*OPDRACHT 1*
Noem alsjeblieft alle jaartallen die in het interview voorkomen.
*OPDRACHT 2*
Schrijf het deel van het interview tussen "Nu legt u wel" en "daaruit getrokken ?", beide inbegrepen, opnieuw uit en verruil daarbij "kwartfinales" voor "halve finales".

*AANGELEVERDE TEKST*
‘Je voelt het in de kleedkamer en je voelt het op het oefenveld : de Engelse ploeg vertrekt straks met veel zelfvertrouwen naar het WK in Duitsland.’ Gesprek met de Engelse bondscoach Sven-Göran Eriksson.

Zijn contract strekt nog tot 2008, maar na het WK in Duitsland geeft de Zweed Sven-Göran Eriksson er de brui aan als bondscoach van Engeland. “Ik ben bondscoach van Engeland sinds 2001, in het moderne voetbal is dat een redelijk lange tijd”, legt Eriksson uit. “Een jaar geleden stapte Brian Barwick in de job van voorzitter van de Engelse voetbalbond. In dat afgelopen jaar hadden we een aantal gesprekken over wat er moest gebeuren ná de wereldbeker in Duitsland. Al een tijd loop ik rond met het gevoel dat er te veel circus over mijn privéleven wordt gemaakt, en de laatste aflevering was er te veel aan. Je zou denken dat de mensen en zeker de fans het stilaan beu moeten raken om over mijn privéleven te lezen. Er zou in verband met mij louter en alleen over voetbal moeten worden gesproken, maar in dit land werkt dat kennelijk niet zo. Dus raakten Barwick en ik het erover eens om het na het WK voor bekeken te houden. Nu we dat akkoord bereikten, kunnen we ons voluit concentreren op die wereldbeker. En op het winnen van die wereldtitel, want ik geloof dat we een goede kans hebben.”

Nu legt u wel heel veel druk op uzelf.

Sven-Göran Eriksson. “Een job als deze gaat altijd gepaard met veel druk, en de volgende maanden zal die druk nog groter worden. Ik houd daarvan. Ik oefen liever een beroep uit met veel druk dan een zonder.”

Die druk was er ook al voor het WK in 2002, maar Engeland vloog er al in de kwartfinales uit. Welke lessen hebt u daaruit getrokken ?

“De vermoeidheid bij zoveel spelers maakte me duidelijk dat het Premiership ofwel een serieuze winterstop nodig had, ofwel minstens vier weken voor het WK moest eindigen. Dat kregen we gedaan voor het EK in Portugal en hetzelfde gebeurt nu voor het WK in Duitsland.”

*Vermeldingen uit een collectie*
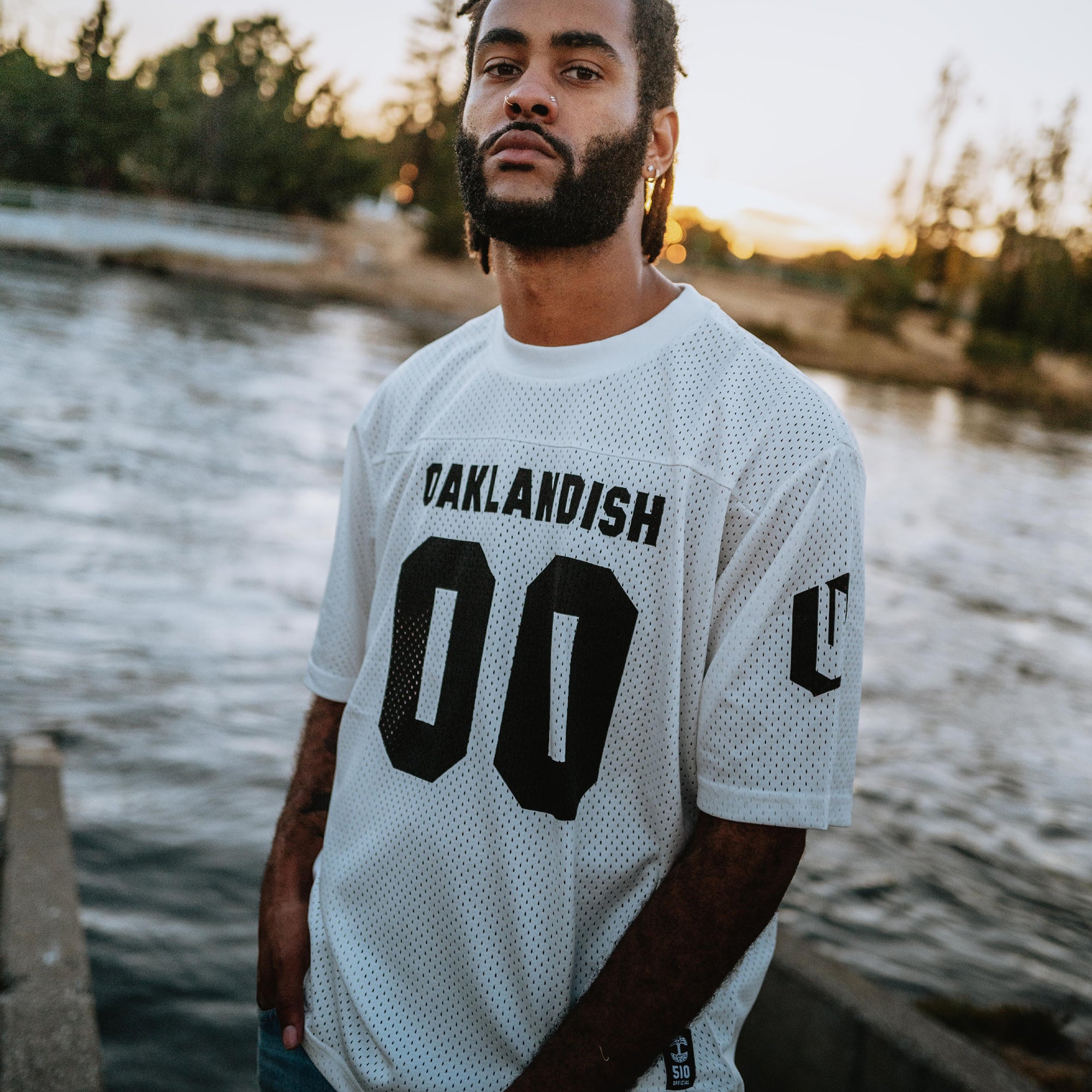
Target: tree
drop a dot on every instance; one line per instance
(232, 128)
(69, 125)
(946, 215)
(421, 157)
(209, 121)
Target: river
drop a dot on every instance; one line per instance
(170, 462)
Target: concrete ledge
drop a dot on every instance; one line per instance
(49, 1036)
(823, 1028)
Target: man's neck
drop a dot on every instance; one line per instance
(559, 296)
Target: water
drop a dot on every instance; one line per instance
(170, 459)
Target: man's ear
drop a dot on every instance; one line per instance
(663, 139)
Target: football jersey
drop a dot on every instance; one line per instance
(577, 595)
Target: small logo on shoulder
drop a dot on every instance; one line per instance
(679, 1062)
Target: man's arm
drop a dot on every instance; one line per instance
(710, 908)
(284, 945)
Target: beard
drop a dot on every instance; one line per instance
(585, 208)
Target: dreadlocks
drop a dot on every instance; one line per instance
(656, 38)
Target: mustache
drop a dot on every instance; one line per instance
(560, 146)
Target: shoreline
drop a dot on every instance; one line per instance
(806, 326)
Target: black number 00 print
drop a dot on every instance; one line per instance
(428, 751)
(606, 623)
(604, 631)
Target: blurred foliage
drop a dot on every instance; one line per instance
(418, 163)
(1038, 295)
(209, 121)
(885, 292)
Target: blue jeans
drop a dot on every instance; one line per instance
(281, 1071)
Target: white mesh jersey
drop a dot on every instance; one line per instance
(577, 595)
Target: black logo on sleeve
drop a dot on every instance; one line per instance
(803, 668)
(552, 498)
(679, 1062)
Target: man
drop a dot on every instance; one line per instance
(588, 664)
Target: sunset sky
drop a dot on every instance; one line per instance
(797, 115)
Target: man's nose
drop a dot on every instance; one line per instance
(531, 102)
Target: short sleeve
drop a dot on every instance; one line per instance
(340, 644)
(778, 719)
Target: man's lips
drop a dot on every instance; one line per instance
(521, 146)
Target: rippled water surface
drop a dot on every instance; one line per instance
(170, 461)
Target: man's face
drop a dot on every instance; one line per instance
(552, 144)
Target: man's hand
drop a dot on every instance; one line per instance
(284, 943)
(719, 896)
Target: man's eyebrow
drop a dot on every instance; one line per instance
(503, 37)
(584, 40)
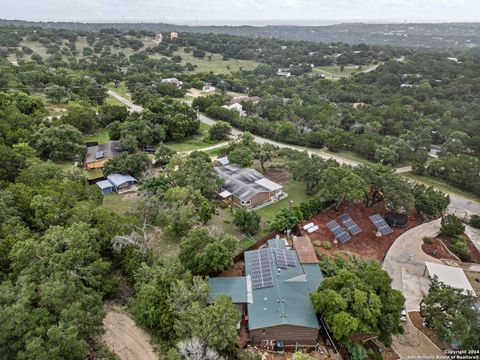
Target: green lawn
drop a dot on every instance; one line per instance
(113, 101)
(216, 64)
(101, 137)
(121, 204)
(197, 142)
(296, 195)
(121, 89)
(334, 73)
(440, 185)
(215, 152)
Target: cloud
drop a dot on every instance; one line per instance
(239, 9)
* * *
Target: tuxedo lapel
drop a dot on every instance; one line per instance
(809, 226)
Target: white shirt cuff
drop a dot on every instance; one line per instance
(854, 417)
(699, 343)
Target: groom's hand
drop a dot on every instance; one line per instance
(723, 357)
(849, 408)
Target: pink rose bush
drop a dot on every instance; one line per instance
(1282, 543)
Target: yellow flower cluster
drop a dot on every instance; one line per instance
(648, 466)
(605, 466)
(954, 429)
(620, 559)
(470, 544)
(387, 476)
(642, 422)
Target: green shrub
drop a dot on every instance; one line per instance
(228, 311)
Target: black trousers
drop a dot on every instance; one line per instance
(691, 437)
---
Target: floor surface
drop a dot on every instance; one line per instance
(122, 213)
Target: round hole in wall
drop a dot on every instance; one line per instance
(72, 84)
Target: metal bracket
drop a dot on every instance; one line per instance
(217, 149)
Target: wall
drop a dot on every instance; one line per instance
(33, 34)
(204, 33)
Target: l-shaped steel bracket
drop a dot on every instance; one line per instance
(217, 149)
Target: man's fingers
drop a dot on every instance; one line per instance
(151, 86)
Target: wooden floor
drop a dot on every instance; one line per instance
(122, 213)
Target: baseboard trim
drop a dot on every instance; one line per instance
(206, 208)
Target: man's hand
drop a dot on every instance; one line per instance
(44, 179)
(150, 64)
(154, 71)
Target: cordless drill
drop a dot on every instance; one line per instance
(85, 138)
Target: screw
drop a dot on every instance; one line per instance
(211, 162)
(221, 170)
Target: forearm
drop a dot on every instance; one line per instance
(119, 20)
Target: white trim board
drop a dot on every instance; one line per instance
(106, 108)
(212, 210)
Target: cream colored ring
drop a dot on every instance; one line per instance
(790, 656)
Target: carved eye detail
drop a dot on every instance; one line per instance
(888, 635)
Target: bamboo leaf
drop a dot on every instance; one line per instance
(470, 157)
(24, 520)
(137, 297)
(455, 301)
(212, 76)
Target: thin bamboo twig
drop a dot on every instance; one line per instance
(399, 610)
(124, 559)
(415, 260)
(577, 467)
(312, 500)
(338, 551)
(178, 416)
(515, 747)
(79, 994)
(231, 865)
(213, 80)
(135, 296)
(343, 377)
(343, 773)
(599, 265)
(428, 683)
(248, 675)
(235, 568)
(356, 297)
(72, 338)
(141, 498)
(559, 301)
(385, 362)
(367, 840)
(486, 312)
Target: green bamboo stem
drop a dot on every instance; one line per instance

*ANTWOORD 1*
2008, 2001, 2002

*ANTWOORD 2*
Nu legt u wel heel veel druk op uzelf.

Sven-Göran Eriksson. “Een job als deze gaat altijd gepaard met veel druk, en de volgende maanden zal die druk nog groter worden. Ik houd daarvan. Ik oefen liever een beroep uit met veel druk dan een zonder.”

Die druk was er ook al voor het WK in 2002, maar Engeland vloog er al in de halve finales uit. Welke lessen hebt u daaruit getrokken ?